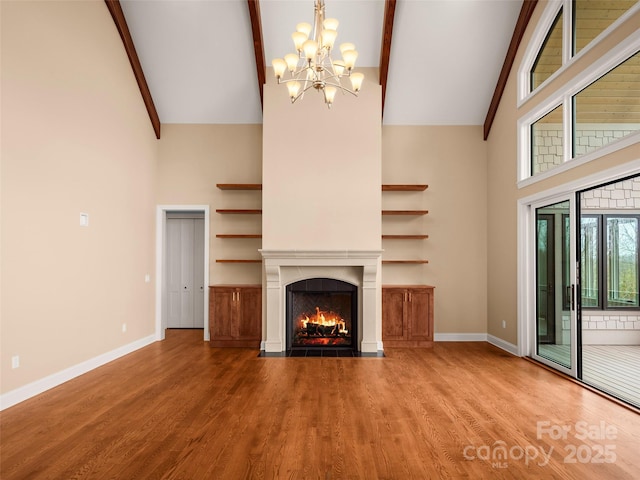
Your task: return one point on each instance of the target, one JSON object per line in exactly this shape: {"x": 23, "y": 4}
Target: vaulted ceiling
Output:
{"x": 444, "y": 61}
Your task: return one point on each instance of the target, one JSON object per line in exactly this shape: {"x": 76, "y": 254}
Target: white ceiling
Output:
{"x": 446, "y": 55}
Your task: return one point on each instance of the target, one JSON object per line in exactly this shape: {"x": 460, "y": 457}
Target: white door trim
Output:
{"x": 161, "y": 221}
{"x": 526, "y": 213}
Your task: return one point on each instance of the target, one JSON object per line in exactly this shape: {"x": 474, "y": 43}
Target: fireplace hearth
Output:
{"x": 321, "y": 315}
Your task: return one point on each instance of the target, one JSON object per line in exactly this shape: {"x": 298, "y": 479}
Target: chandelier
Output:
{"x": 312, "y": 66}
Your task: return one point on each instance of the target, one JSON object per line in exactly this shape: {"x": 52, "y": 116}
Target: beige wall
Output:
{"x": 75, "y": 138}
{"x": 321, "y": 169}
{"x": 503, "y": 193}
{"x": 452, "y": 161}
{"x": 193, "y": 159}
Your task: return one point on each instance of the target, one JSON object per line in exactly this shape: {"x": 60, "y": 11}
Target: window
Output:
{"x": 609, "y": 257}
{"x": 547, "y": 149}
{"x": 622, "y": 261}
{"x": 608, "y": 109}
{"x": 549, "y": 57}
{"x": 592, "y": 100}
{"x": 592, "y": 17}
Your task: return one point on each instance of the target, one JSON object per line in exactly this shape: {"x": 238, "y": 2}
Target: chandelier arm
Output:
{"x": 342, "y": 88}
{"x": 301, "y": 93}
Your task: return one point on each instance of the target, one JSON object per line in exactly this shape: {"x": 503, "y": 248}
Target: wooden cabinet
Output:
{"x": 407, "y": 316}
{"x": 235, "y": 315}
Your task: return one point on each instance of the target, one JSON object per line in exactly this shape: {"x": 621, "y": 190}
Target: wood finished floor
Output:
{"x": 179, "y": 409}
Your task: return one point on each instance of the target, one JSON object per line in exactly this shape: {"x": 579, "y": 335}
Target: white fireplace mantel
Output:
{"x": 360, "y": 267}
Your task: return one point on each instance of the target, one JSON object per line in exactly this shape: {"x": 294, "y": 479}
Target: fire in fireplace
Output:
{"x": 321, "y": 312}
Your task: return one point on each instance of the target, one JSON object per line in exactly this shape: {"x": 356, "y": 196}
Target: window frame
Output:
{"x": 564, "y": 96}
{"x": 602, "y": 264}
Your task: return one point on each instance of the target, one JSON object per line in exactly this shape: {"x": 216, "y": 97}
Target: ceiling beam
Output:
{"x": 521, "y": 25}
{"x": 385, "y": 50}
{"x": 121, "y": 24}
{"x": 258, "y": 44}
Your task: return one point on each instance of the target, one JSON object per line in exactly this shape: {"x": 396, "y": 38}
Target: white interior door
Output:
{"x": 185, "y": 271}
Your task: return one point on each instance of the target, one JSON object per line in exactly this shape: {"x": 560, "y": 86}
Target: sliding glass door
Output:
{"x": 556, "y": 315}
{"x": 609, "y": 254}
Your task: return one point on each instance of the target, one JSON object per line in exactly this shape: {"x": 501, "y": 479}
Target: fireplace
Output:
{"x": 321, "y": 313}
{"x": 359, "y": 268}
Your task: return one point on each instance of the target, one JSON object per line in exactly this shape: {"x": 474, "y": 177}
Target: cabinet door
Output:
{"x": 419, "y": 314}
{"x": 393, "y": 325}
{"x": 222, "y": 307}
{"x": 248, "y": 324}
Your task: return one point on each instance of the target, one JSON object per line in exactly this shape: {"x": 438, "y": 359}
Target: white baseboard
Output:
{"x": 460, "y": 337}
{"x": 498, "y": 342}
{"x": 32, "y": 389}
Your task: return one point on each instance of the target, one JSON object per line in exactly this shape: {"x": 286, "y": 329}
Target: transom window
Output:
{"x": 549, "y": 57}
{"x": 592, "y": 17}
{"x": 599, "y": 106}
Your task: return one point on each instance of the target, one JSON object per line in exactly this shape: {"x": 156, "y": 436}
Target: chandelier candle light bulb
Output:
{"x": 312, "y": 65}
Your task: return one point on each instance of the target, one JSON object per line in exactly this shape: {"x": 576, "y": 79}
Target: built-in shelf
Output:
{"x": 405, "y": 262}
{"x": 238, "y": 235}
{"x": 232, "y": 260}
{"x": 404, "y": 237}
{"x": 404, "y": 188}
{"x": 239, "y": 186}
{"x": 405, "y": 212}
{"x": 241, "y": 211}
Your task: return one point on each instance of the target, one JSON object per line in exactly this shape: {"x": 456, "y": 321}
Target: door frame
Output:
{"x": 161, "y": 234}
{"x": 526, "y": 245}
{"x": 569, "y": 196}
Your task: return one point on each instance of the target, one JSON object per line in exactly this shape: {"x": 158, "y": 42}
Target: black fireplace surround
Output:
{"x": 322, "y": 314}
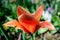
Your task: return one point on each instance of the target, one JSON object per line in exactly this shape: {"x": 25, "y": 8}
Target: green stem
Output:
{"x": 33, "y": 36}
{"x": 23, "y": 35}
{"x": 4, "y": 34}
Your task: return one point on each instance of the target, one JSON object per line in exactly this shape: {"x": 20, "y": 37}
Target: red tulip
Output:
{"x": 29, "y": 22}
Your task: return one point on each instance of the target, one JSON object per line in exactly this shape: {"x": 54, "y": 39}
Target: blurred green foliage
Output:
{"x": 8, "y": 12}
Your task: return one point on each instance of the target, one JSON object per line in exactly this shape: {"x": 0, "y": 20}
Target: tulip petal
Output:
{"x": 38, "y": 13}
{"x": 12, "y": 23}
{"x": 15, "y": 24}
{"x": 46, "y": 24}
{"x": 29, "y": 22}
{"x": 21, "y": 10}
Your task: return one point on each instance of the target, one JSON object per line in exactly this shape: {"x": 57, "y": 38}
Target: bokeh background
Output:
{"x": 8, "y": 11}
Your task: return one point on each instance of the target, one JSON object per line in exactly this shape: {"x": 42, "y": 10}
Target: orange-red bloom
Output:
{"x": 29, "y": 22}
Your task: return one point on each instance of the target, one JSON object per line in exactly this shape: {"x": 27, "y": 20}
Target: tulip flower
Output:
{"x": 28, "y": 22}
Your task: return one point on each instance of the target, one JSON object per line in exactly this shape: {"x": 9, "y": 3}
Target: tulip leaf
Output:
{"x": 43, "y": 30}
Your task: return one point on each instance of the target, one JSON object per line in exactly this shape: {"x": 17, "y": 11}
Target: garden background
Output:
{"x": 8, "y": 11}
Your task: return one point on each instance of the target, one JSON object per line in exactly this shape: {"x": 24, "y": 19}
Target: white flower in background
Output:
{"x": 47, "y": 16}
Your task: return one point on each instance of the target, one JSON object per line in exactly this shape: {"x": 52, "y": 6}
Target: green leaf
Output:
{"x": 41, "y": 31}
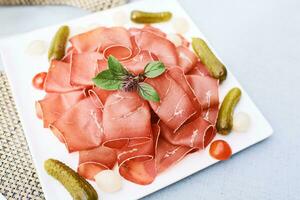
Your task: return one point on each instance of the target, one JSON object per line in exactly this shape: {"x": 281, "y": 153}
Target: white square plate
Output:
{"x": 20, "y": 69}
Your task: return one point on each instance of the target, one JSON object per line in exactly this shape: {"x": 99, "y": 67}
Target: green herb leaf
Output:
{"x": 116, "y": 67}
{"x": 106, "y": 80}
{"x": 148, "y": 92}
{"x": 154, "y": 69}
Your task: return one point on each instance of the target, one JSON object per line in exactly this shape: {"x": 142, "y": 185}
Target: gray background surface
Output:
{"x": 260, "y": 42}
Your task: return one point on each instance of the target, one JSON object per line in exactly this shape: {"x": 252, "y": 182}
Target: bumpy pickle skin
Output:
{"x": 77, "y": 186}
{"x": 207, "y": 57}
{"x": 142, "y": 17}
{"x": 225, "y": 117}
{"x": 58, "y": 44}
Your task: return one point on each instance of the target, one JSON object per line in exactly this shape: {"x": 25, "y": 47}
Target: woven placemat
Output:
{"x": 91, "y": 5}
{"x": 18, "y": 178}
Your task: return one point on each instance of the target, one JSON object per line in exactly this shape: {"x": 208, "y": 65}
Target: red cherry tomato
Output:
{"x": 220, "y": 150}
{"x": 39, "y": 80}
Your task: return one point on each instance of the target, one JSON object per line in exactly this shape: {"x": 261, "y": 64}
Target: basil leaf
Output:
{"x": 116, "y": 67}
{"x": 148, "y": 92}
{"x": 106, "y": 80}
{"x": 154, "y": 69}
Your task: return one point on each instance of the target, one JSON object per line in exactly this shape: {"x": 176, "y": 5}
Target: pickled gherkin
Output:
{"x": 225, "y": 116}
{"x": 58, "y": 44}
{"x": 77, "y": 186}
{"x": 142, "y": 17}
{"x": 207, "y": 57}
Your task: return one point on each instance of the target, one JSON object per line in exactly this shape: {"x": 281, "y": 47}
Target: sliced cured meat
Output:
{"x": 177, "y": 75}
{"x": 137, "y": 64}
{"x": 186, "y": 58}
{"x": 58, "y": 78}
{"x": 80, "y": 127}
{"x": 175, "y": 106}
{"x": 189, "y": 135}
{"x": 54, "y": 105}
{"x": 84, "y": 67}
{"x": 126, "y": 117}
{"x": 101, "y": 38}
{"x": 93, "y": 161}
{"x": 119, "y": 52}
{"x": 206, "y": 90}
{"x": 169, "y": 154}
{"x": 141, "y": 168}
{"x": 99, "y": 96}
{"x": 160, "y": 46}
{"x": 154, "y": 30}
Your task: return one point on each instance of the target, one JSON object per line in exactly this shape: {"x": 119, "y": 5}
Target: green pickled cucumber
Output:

** Task **
Please count the lines above that contain the string "door" and give only that number.

** Result of the task **
5